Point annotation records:
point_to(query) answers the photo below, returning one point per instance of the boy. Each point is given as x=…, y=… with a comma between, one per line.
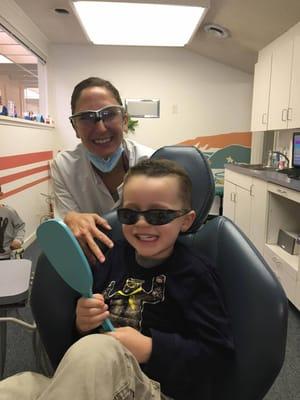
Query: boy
x=12, y=230
x=165, y=303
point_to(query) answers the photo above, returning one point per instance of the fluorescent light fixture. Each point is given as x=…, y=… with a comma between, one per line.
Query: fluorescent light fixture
x=31, y=93
x=138, y=24
x=4, y=60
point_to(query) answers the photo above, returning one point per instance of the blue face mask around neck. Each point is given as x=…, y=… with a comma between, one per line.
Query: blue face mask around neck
x=105, y=165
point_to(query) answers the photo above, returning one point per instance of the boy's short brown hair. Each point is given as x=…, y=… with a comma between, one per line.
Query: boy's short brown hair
x=162, y=168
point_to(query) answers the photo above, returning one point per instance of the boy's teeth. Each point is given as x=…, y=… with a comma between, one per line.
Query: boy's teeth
x=102, y=141
x=147, y=237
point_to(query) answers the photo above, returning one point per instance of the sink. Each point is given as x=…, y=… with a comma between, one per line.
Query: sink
x=257, y=167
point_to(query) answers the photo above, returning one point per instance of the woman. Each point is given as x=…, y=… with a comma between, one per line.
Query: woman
x=88, y=180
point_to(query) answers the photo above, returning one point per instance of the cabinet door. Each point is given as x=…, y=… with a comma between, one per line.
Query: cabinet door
x=258, y=227
x=243, y=210
x=261, y=92
x=280, y=84
x=229, y=200
x=294, y=105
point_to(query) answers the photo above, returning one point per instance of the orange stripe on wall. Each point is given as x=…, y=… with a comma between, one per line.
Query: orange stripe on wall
x=28, y=185
x=19, y=175
x=23, y=159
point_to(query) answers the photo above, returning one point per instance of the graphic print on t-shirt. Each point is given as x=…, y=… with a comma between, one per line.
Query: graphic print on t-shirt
x=3, y=225
x=126, y=305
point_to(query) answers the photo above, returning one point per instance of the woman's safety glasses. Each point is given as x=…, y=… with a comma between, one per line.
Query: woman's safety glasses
x=153, y=217
x=109, y=115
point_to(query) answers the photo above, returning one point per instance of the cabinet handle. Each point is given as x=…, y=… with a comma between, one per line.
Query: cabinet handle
x=232, y=197
x=281, y=191
x=264, y=119
x=284, y=115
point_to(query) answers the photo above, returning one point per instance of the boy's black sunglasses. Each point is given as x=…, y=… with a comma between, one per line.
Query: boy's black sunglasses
x=153, y=217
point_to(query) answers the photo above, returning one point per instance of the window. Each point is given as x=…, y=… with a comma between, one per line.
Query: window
x=21, y=72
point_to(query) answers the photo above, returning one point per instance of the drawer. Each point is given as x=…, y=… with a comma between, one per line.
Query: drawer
x=284, y=192
x=241, y=180
x=272, y=261
x=284, y=272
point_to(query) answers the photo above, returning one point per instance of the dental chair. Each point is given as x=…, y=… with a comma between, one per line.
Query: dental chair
x=255, y=299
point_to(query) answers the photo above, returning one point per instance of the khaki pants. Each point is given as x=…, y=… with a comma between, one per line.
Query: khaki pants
x=97, y=367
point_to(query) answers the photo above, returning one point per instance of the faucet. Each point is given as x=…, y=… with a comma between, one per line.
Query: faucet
x=272, y=163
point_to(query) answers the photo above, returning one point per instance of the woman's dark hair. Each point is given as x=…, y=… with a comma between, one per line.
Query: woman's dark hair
x=91, y=82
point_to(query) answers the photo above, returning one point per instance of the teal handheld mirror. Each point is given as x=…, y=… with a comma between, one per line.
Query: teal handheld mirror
x=67, y=257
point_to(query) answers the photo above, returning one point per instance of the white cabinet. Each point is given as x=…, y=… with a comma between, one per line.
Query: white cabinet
x=258, y=214
x=244, y=202
x=283, y=213
x=261, y=92
x=280, y=83
x=294, y=104
x=276, y=99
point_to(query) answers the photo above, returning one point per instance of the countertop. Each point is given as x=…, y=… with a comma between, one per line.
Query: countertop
x=268, y=176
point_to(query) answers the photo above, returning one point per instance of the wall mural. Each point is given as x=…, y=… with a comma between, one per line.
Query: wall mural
x=233, y=147
x=23, y=171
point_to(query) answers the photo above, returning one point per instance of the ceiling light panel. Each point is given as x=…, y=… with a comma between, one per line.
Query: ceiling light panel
x=138, y=24
x=4, y=60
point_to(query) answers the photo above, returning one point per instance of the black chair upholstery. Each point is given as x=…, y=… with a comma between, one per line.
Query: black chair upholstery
x=256, y=301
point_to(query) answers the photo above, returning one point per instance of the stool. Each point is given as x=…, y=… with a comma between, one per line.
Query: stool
x=14, y=291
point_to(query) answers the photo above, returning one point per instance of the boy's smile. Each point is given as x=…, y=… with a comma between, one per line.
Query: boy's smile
x=143, y=193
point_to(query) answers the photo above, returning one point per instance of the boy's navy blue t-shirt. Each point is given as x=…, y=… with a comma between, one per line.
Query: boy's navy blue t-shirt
x=178, y=303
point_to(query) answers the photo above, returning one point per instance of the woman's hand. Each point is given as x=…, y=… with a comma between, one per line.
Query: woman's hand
x=90, y=313
x=139, y=345
x=83, y=226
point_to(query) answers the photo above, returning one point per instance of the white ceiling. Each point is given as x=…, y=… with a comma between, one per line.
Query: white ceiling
x=252, y=25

→ Your goal
Your copy of the data above should match it exactly, except that pictures are left out.

→ Output of the task
point_to(query) answers the photo below, returning one point per instance of the boy. Each point is given as x=…, y=… with a comma between, one per line.
Query: boy
x=12, y=230
x=165, y=303
point_to(query) answers the photo above, returning one point per instance of the fluorescent light fixture. Each point is given as x=…, y=… with a comma between, one per line.
Query: fluorescent light fixture
x=31, y=93
x=138, y=24
x=4, y=60
point_to(query) answers the photo above, returning one point per instance of the blue face mask around neck. Each point is given as x=…, y=… with a comma between, one per line.
Query: blue face mask around neck
x=105, y=165
point_to(query) answers the photo above, returning one point per instance of the boy's short brown hair. Each point is given as x=…, y=… with a comma between, one per line.
Query: boy's short brown hair
x=162, y=168
point_to(query) answers the photo above, returning one point per instance of the boy's teeth. Each point is given as x=…, y=… with a comma between, one per line.
Query: boy's teeth
x=102, y=141
x=147, y=237
point_to(query) answers the photo above, returning one point per instance of the sink. Each point is given as x=…, y=… with a comma between, one per line.
Query: sink
x=257, y=167
point_to(query) answers the photo above, returning one point per instance of the woman. Each point is given as x=…, y=… with a comma between, one per line.
Query: woman
x=88, y=180
point_to(query) answers the photo above, returning one point per instance of the cabinet door. Each point is given as x=…, y=… with a comma between, one per line.
Query: cabinet door
x=258, y=227
x=243, y=210
x=261, y=92
x=280, y=84
x=229, y=200
x=294, y=105
point_to(query) answers the photo above, returning one point per instance of the orange stripe on wall. Each point is given as x=…, y=… with a comma between, one per line.
Query: orange stripe on wall
x=28, y=185
x=19, y=175
x=23, y=159
point_to(query) answers the photo above, returning one point per instance of the graphic print on t-shirt. Each point is given as x=…, y=… with a comma between, one per line.
Query: graphic print on t-shirt
x=3, y=225
x=126, y=305
point_to(query) answers the photo above, returning one point per instance of the woman's safety glasses. Each point is given as x=…, y=… with a comma between, one per line.
Query: woman's safety glasses
x=153, y=217
x=109, y=115
point_to(query) answers the photo above, returning one point per instance of the cabinet handle. Each point is given as x=…, y=… with a comma between, one per line.
Query: cabinet handle
x=232, y=197
x=281, y=191
x=264, y=119
x=284, y=115
point_to(query) answers the photo above, returning one point per instance of the boy's black sunglasses. Each point is given as x=…, y=… with a comma between, one per line.
Query: boy's black sunglasses
x=153, y=217
point_to(query) answers the photo above, returning one point per instance of the window. Each point is given as x=…, y=… with a comma between, one per line.
Query: window
x=21, y=72
point_to(query) answers the photo above, returning one point per instance of the drawer. Each point is given as x=…, y=… with a comma between, one per line.
Query: drawer
x=284, y=192
x=241, y=180
x=272, y=261
x=284, y=272
point_to(query) answers the photo above, returning one point per instance of the dental chair. Each point is given as x=…, y=… with a comma between, one per line.
Query: dental chair
x=255, y=299
point_to(query) answers the photo above, returning one point per instance of the khaki pants. Each point is given as x=…, y=… with a comma between, one per line.
Query: khaki pants
x=97, y=367
point_to(query) answers the photo above, returning one point per instance of the faucet. Each point is given as x=…, y=… with a comma between, one per line.
Query: faucet
x=272, y=163
point_to(query) answers the photo above, returning one point per instance of the woman's dark hair. Each point is given as x=…, y=… with a comma between, one per line.
Query: woman's dark hair
x=91, y=82
point_to(query) answers the photo above, returning one point per instance of the teal handheld mirror. Each point is given as x=…, y=… with a comma between, one per line.
Query: teal handheld mirror
x=67, y=257
point_to(query) answers the photo above, returning one point per instance of the white cabinet. Each point is given as x=…, y=… with a comma between, one per line.
Query: white cabinet
x=258, y=214
x=244, y=202
x=283, y=213
x=261, y=92
x=280, y=83
x=294, y=104
x=276, y=99
point_to(query) answers the photo above, returning one point per instance of the countertop. Each point is given as x=…, y=… with a comma between, one per line.
Query: countertop
x=268, y=176
point_to(query) answers the photo above, returning one point per instance of the wall mural. Each point is given as x=…, y=… with a comma between, one per line.
Query: wall mural
x=233, y=147
x=23, y=171
point_to(query) answers the photo above, returning one point per instance of the ceiling light panel. Each point is given as x=…, y=… with a comma between, one per line.
Query: ceiling light panel
x=138, y=24
x=4, y=60
point_to(query) answers the photo above, returning one point per instance of the black chair upholstery. Each point is given as x=…, y=… with a comma between, one per line.
Query: black chair upholstery
x=256, y=301
point_to(query) answers the photo above, returning one point per instance of the stool. Each point is given as x=…, y=… with a comma between, one per line.
Query: stool
x=14, y=291
point_to(query) answers the photo above, returning one point per instance of the boy's smile. Each point is given as x=…, y=… with a comma between, one per line.
Query: boy's smile
x=143, y=193
point_to(query) answers the photo above, returning one point per instance of the boy's navy blue t-shirt. Each point is given as x=…, y=… with a comma between, one per line.
Query: boy's navy blue t-shirt
x=178, y=303
point_to(query) answers the photo above, returning one point per instance of the woman's hand. Each point is given as x=…, y=… with a comma between, one per line.
Query: woman's hand
x=90, y=313
x=139, y=345
x=83, y=226
point_to(query) answers the photo above, returning one point per instance of the white ceiling. Each point is given as x=…, y=… with a comma between, one per line.
Query: white ceiling
x=252, y=25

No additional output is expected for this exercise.